▶ _Set exercise_: Retype all of the items below line for line, with no changes, and leave the pictures out.
□ □ □ □ □
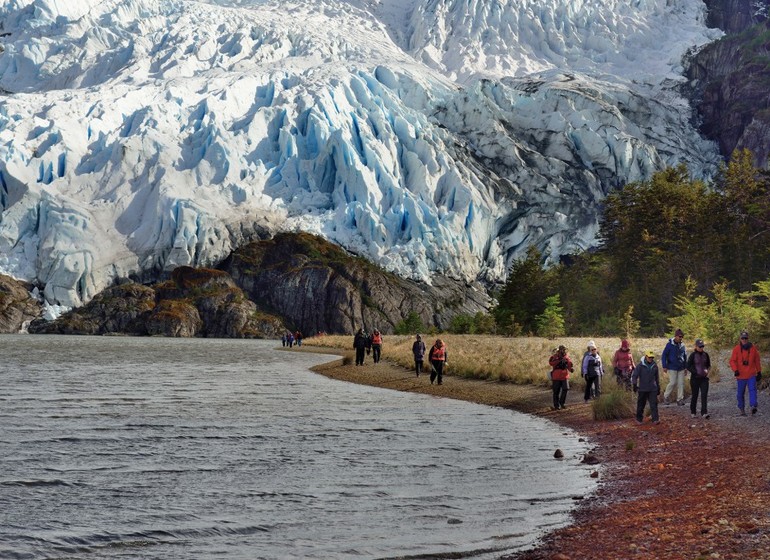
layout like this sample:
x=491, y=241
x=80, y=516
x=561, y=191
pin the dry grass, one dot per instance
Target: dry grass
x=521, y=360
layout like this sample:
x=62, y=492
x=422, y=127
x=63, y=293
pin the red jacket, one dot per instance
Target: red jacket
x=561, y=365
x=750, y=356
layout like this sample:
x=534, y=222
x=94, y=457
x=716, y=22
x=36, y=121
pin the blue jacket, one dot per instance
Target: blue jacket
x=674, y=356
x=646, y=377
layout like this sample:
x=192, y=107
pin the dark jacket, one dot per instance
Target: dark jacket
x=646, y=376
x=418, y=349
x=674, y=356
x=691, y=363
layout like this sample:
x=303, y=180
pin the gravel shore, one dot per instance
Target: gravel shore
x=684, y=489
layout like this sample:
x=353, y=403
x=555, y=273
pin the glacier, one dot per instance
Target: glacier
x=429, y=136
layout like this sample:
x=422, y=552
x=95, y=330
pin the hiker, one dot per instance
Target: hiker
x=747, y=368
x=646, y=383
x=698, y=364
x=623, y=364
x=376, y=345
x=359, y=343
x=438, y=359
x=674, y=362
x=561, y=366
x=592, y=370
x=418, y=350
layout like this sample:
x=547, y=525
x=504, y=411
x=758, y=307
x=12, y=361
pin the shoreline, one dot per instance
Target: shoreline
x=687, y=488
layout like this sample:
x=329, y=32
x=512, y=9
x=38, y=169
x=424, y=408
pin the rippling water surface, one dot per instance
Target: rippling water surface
□ □ □ □ □
▶ _Result of the task_:
layout like this sample:
x=491, y=241
x=80, y=516
x=561, y=191
pin the dry grass, one dot per instance
Target: dry grass
x=521, y=360
layout like this sample:
x=62, y=492
x=422, y=127
x=63, y=293
pin the red jacket, one dot per instance
Target: red jacket
x=561, y=365
x=750, y=356
layout like this sample:
x=534, y=222
x=94, y=457
x=716, y=22
x=36, y=121
pin the blue jacket, one dot per instance
Target: blue jacket
x=674, y=356
x=646, y=377
layout like this sample:
x=192, y=107
pin the dark jacket, one dot per instance
Target: dark jacket
x=646, y=376
x=418, y=349
x=674, y=356
x=691, y=363
layout like this sample:
x=303, y=180
pin the gravel shore, one dot per instance
Target: gravel shore
x=684, y=489
layout like this sample:
x=353, y=403
x=555, y=273
pin the glacier, one dot per instance
Target: glacier
x=429, y=136
layout like this sample:
x=422, y=552
x=95, y=330
pin the hiker, one dot per instance
Target: hiker
x=747, y=368
x=646, y=383
x=698, y=364
x=623, y=364
x=376, y=345
x=359, y=343
x=438, y=359
x=674, y=362
x=561, y=366
x=592, y=370
x=418, y=350
layout like this sample:
x=547, y=525
x=504, y=411
x=758, y=307
x=12, y=361
pin the shoreline, one dot per instance
Target: shoreline
x=687, y=488
layout like this sample:
x=329, y=32
x=512, y=9
x=38, y=169
x=424, y=408
pin the rippling water surface, one dot per instance
Target: rippling water surface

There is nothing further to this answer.